• **PROBLEM STATEMENT**
Write out all the material below again, replacing "straight edges" with "straight sides" every time it appears and leaving everything else the same.

• **RAW RECORDS**
◆ ◆ ◆ ◆
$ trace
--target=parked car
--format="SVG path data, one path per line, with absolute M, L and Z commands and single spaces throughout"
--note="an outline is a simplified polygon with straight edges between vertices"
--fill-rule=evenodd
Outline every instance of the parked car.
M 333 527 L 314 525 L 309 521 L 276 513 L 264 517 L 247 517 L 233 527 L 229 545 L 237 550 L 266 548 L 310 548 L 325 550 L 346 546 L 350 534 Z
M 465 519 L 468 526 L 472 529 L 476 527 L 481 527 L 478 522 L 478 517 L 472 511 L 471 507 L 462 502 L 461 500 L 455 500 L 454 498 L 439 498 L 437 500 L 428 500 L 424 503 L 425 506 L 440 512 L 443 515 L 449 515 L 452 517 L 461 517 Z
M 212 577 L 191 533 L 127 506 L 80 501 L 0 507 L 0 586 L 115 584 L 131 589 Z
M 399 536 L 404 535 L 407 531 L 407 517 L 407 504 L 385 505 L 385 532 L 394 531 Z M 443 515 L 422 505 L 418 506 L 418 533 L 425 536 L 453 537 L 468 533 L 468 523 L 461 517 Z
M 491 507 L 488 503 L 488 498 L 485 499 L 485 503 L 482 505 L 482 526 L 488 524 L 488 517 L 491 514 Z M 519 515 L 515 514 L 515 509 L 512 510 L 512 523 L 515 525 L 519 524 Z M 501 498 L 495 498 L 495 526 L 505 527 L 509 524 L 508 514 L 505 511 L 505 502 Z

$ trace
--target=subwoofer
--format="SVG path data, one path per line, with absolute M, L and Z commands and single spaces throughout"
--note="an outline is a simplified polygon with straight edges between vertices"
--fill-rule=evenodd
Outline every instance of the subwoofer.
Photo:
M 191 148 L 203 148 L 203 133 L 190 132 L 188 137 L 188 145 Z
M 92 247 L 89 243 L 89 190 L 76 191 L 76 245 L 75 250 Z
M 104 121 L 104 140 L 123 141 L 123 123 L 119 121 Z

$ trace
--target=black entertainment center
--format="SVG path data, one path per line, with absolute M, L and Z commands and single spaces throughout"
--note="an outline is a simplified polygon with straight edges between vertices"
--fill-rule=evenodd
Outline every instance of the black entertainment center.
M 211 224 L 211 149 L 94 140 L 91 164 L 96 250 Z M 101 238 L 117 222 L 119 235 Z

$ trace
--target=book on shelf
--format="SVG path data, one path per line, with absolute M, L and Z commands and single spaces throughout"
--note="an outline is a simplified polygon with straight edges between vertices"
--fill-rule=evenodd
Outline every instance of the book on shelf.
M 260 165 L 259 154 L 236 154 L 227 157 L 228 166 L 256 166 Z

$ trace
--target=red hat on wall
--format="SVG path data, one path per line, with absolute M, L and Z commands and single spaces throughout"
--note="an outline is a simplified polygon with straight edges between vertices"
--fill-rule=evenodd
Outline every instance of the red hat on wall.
◆ ◆ ◆ ◆
• **SOLUTION**
$ trace
--target=parked car
--format="SVG path data, one path per line, with absolute M, L and Z commands and single spaces throughout"
--note="an outline is a simplified polygon with straight sides between vertices"
--fill-rule=evenodd
Outline every instance of the parked car.
M 333 527 L 314 525 L 309 521 L 276 513 L 264 517 L 247 517 L 233 527 L 229 545 L 237 550 L 266 548 L 310 548 L 325 550 L 346 546 L 350 534 Z
M 465 519 L 468 526 L 472 529 L 476 527 L 481 527 L 478 522 L 478 517 L 472 511 L 471 507 L 462 502 L 461 500 L 455 500 L 454 498 L 439 498 L 437 500 L 428 500 L 424 503 L 425 506 L 440 512 L 443 515 L 449 515 L 452 517 L 461 517 Z
M 212 577 L 191 533 L 127 506 L 80 501 L 0 507 L 0 586 L 115 584 L 131 589 Z
M 399 536 L 404 535 L 407 531 L 407 517 L 407 504 L 385 505 L 385 532 L 394 531 Z M 443 515 L 422 505 L 418 506 L 418 533 L 425 536 L 453 537 L 468 533 L 468 523 L 461 517 Z
M 491 507 L 488 503 L 488 498 L 485 499 L 485 503 L 482 505 L 482 526 L 488 524 L 488 517 L 491 514 Z M 519 515 L 515 514 L 515 509 L 512 510 L 512 523 L 515 525 L 519 524 Z M 501 498 L 495 498 L 495 526 L 505 527 L 509 524 L 508 514 L 505 511 L 505 502 Z

$ trace
--target=subwoofer
--format="SVG path data, one path per line, with absolute M, L and Z commands and single spaces throughout"
--note="an outline is a simplified polygon with straight sides between vertices"
--fill-rule=evenodd
Outline every instance of the subwoofer.
Photo:
M 191 148 L 203 148 L 203 133 L 190 132 L 188 137 L 188 145 Z
M 92 247 L 89 243 L 89 190 L 76 191 L 76 245 L 75 250 Z
M 104 121 L 104 140 L 123 141 L 123 123 L 119 121 Z

$ trace
--target=black entertainment center
--format="SVG path data, one path per line, with absolute M, L and Z commands and single spaces throughout"
--note="an outline is a simplified polygon with straight sides between vertices"
--fill-rule=evenodd
Outline every instance of the black entertainment center.
M 211 224 L 211 149 L 94 140 L 91 164 L 96 250 Z M 101 238 L 117 222 L 119 235 Z

$ trace
--target=book on shelf
--format="SVG path data, one path per line, with absolute M, L and Z commands and single spaces throughout"
--note="an outline is a simplified polygon with straight sides between vertices"
--fill-rule=evenodd
Outline every instance of the book on shelf.
M 260 165 L 259 154 L 236 154 L 227 157 L 228 166 L 256 166 Z

$ trace
--target=red hat on wall
--format="SVG path data, one path per line, with absolute M, L and Z commands and single spaces throughout"
--note="an outline is a simplified polygon with straight sides between vertices"
--fill-rule=evenodd
Outline every instance of the red hat on wall.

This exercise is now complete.